■ Text ■
Being aggrieved by the said communication dated 31-12-2001 the petitioners have filed this petition under Articles 226 and 227 of the Constitution of India.
 
Appellant Contention: - Thelearned Counsel of Petitioners has submitted that the vessel purchased by the petitioners in response to the tender notice issued by respondent no.5 was a confiscated vessel as contemplated under Section 126 of the Act and therefore, the same cannot be considered to be imported goods. He further submitted that the petitioners are not the importers as defined under Section 2(34) of the Act as the vessel in question on being confiscated as per Section 126 of the Act was a property of Central Government and, therefore, the transaction between the petitioners and respondent no. 5 cannot be termed as ‘Import'.  Therefore the provisions of Section 46 would not be applicable.
 
The Learned Counsel further submitted that as per condition no. 10 of the tender notice the petitioner firm has already paid sales tax to the Competent Authority at Chennai and the same is indicative of the fact that the vessel in question purchased by them was not an import and that the sales tax having been levied and paid by the petitioners goes to show that it was a transaction of sale between respondent no. 5 and the petitioner.  He further relying upon communication of respondent no. 5 submitted that as per condition no. 11 no customs duty is leviable upon petitioners.  Therefore the impugned communication dated 31-12-2001 is ex facie bad, illegal and violative of Article 14 of the Constitution of India.  He further submitted that the said communication deserves to be quashed and set aside as prayed for in this petition as the same is bad, illegal and de hors the provisions of the Act and, therefore, submitted that this Hon'ble Court would be pleased to quash and set aside impugned communication dated 3-12-2001 as prayed in the petition.

■ To be done ■
1. Answer these questions from the petition text:
(a) Under which Articles of the Constitution of India was the petition filed?
(b) Under which section of the Act was the vessel confiscated, according to the petitioners' counsel?
(c) Under condition no. 10 of the tender notice, what tax did the petitioner firm pay, and to whom?
2. Reproduce word for word the passage of the petition text starting at "Being aggrieved by" and ending at "not be applicable.".
The listing that comes next is separate material with no connection to the petition text.

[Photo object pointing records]

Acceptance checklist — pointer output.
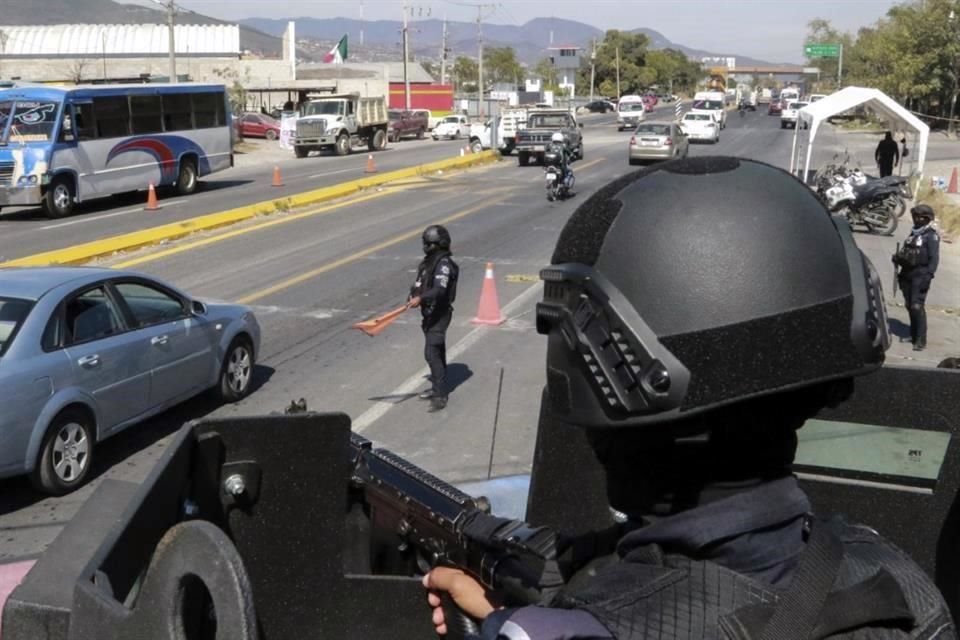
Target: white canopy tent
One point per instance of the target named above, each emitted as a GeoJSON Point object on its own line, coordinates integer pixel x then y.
{"type": "Point", "coordinates": [896, 116]}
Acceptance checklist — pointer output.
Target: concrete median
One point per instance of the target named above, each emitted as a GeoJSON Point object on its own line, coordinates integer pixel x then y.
{"type": "Point", "coordinates": [85, 252]}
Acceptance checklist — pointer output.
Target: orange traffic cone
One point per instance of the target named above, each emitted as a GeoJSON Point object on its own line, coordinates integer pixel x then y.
{"type": "Point", "coordinates": [489, 309]}
{"type": "Point", "coordinates": [151, 199]}
{"type": "Point", "coordinates": [375, 326]}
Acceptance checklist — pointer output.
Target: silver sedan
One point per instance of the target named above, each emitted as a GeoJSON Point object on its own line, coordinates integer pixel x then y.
{"type": "Point", "coordinates": [658, 141]}
{"type": "Point", "coordinates": [86, 353]}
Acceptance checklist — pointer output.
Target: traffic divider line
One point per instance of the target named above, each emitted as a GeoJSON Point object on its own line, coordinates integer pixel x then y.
{"type": "Point", "coordinates": [83, 253]}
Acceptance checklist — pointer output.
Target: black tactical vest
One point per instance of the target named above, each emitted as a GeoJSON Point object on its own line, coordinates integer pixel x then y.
{"type": "Point", "coordinates": [878, 593]}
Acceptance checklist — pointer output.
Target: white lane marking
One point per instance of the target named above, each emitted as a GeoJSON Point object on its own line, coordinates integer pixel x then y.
{"type": "Point", "coordinates": [330, 173]}
{"type": "Point", "coordinates": [162, 203]}
{"type": "Point", "coordinates": [410, 385]}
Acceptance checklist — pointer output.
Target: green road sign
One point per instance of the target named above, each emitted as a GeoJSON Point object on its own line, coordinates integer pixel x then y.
{"type": "Point", "coordinates": [821, 50]}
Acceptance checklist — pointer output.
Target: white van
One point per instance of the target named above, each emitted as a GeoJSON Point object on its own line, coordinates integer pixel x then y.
{"type": "Point", "coordinates": [713, 102]}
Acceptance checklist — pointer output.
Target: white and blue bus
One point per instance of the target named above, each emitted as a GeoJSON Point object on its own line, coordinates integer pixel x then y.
{"type": "Point", "coordinates": [64, 145]}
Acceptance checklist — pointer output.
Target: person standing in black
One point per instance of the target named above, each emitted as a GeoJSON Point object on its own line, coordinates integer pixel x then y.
{"type": "Point", "coordinates": [434, 292]}
{"type": "Point", "coordinates": [918, 259]}
{"type": "Point", "coordinates": [887, 155]}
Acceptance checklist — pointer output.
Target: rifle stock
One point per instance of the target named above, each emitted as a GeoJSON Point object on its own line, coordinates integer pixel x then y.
{"type": "Point", "coordinates": [420, 522]}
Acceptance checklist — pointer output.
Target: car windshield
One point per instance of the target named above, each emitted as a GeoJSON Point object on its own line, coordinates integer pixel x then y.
{"type": "Point", "coordinates": [30, 121]}
{"type": "Point", "coordinates": [13, 312]}
{"type": "Point", "coordinates": [325, 108]}
{"type": "Point", "coordinates": [654, 129]}
{"type": "Point", "coordinates": [545, 121]}
{"type": "Point", "coordinates": [707, 104]}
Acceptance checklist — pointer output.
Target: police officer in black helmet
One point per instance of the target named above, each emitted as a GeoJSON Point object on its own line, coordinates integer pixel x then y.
{"type": "Point", "coordinates": [434, 292]}
{"type": "Point", "coordinates": [918, 259]}
{"type": "Point", "coordinates": [691, 377]}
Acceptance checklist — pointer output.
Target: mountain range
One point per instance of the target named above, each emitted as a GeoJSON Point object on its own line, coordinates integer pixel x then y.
{"type": "Point", "coordinates": [529, 40]}
{"type": "Point", "coordinates": [262, 35]}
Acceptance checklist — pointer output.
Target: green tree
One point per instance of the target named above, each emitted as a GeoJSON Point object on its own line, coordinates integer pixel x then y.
{"type": "Point", "coordinates": [500, 65]}
{"type": "Point", "coordinates": [465, 73]}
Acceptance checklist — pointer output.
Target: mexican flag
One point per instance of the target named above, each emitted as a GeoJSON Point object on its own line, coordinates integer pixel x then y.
{"type": "Point", "coordinates": [339, 53]}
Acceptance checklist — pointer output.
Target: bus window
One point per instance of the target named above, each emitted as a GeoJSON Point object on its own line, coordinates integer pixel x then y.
{"type": "Point", "coordinates": [113, 116]}
{"type": "Point", "coordinates": [209, 110]}
{"type": "Point", "coordinates": [177, 114]}
{"type": "Point", "coordinates": [83, 123]}
{"type": "Point", "coordinates": [145, 114]}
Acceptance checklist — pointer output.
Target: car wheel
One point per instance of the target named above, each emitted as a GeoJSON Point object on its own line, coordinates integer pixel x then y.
{"type": "Point", "coordinates": [236, 372]}
{"type": "Point", "coordinates": [187, 177]}
{"type": "Point", "coordinates": [58, 200]}
{"type": "Point", "coordinates": [65, 453]}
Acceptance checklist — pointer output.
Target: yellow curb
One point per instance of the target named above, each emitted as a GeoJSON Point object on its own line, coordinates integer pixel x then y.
{"type": "Point", "coordinates": [85, 252]}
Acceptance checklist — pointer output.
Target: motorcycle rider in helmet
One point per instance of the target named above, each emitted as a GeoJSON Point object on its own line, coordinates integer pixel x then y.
{"type": "Point", "coordinates": [434, 291]}
{"type": "Point", "coordinates": [918, 259]}
{"type": "Point", "coordinates": [690, 386]}
{"type": "Point", "coordinates": [558, 146]}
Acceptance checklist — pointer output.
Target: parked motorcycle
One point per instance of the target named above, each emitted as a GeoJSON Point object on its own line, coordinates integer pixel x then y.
{"type": "Point", "coordinates": [557, 187]}
{"type": "Point", "coordinates": [870, 204]}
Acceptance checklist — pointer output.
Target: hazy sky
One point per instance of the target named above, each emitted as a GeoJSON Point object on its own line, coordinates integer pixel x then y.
{"type": "Point", "coordinates": [768, 29]}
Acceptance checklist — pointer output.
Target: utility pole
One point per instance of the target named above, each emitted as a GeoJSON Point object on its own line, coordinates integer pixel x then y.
{"type": "Point", "coordinates": [480, 8]}
{"type": "Point", "coordinates": [618, 73]}
{"type": "Point", "coordinates": [593, 67]}
{"type": "Point", "coordinates": [443, 53]}
{"type": "Point", "coordinates": [171, 12]}
{"type": "Point", "coordinates": [406, 56]}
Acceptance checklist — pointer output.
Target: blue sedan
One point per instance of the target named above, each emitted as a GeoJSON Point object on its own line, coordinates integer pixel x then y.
{"type": "Point", "coordinates": [87, 352]}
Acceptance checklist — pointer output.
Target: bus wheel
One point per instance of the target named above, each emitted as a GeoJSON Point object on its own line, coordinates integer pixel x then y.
{"type": "Point", "coordinates": [187, 178]}
{"type": "Point", "coordinates": [58, 200]}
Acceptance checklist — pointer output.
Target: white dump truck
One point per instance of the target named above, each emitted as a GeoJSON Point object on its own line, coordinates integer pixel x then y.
{"type": "Point", "coordinates": [340, 122]}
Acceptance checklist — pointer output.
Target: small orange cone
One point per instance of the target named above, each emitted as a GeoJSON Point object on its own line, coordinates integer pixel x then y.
{"type": "Point", "coordinates": [151, 199]}
{"type": "Point", "coordinates": [375, 326]}
{"type": "Point", "coordinates": [489, 309]}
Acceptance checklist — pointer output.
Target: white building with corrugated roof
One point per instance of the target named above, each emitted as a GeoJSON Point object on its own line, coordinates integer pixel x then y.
{"type": "Point", "coordinates": [134, 52]}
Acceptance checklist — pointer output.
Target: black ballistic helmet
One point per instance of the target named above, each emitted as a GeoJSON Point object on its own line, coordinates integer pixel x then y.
{"type": "Point", "coordinates": [923, 211]}
{"type": "Point", "coordinates": [700, 283]}
{"type": "Point", "coordinates": [437, 235]}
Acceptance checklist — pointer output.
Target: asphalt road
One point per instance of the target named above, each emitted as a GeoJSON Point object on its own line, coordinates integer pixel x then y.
{"type": "Point", "coordinates": [311, 274]}
{"type": "Point", "coordinates": [26, 231]}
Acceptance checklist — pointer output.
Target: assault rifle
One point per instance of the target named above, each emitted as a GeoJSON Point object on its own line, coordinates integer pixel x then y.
{"type": "Point", "coordinates": [417, 518]}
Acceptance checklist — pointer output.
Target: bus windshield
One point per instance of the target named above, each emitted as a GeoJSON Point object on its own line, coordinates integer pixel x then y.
{"type": "Point", "coordinates": [30, 121]}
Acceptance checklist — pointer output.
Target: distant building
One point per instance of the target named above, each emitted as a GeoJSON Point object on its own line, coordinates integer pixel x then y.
{"type": "Point", "coordinates": [130, 53]}
{"type": "Point", "coordinates": [566, 60]}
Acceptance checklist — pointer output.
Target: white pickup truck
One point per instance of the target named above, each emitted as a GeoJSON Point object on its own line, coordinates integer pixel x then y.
{"type": "Point", "coordinates": [789, 116]}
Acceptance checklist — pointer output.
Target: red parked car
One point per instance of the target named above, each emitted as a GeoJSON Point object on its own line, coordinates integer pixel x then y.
{"type": "Point", "coordinates": [258, 125]}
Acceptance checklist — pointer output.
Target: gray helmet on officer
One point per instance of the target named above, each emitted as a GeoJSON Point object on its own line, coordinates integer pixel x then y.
{"type": "Point", "coordinates": [699, 284]}
{"type": "Point", "coordinates": [435, 237]}
{"type": "Point", "coordinates": [922, 214]}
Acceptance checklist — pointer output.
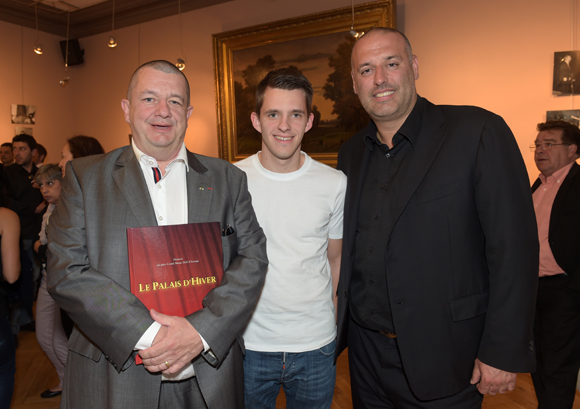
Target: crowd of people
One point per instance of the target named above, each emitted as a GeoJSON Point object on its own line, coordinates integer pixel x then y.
{"type": "Point", "coordinates": [28, 194]}
{"type": "Point", "coordinates": [424, 253]}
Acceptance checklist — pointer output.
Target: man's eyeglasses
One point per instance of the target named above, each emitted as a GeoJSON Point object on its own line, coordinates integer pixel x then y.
{"type": "Point", "coordinates": [546, 146]}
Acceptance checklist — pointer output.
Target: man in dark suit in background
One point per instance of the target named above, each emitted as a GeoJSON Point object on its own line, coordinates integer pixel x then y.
{"type": "Point", "coordinates": [196, 361]}
{"type": "Point", "coordinates": [28, 203]}
{"type": "Point", "coordinates": [556, 195]}
{"type": "Point", "coordinates": [440, 254]}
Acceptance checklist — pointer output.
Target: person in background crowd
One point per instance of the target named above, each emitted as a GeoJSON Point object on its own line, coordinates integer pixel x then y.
{"type": "Point", "coordinates": [556, 195]}
{"type": "Point", "coordinates": [28, 204]}
{"type": "Point", "coordinates": [6, 154]}
{"type": "Point", "coordinates": [440, 251]}
{"type": "Point", "coordinates": [49, 330]}
{"type": "Point", "coordinates": [39, 155]}
{"type": "Point", "coordinates": [78, 147]}
{"type": "Point", "coordinates": [10, 270]}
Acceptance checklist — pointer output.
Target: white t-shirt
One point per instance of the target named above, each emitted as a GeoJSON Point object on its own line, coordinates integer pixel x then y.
{"type": "Point", "coordinates": [299, 212]}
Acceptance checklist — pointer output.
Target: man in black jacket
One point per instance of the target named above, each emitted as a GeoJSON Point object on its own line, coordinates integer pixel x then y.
{"type": "Point", "coordinates": [556, 196]}
{"type": "Point", "coordinates": [27, 202]}
{"type": "Point", "coordinates": [440, 251]}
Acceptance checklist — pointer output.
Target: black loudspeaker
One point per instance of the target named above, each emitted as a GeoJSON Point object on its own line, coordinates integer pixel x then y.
{"type": "Point", "coordinates": [75, 54]}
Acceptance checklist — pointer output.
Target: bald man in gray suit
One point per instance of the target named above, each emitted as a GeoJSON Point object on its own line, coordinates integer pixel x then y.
{"type": "Point", "coordinates": [191, 362]}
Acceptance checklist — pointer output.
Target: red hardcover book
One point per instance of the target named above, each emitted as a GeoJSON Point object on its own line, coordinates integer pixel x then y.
{"type": "Point", "coordinates": [172, 268]}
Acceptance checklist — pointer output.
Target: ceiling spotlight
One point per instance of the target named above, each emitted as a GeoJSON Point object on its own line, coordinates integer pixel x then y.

■ Answers to the tasks ■
1.
(a) Articles 226 and 227.
(b) Section 126.
(c) Sales tax, paid to the Competent Authority at Chennai.

2.
Being aggrieved by the said communication dated 31-12-2001 the petitioners have filed this petition under Articles 226 and 227 of the Constitution of India.
 
Appellant Contention: - Thelearned Counsel of Petitioners has submitted that the vessel purchased by the petitioners in response to the tender notice issued by respondent no.5 was a confiscated vessel as contemplated under Section 126 of the Act and therefore, the same cannot be considered to be imported goods. He further submitted that the petitioners are not the importers as defined under Section 2(34) of the Act as the vessel in question on being confiscated as per Section 126 of the Act was a property of Central Government and, therefore, the transaction between the petitioners and respondent no. 5 cannot be termed as ‘Import'.  Therefore the provisions of Section 46 would not be applicable.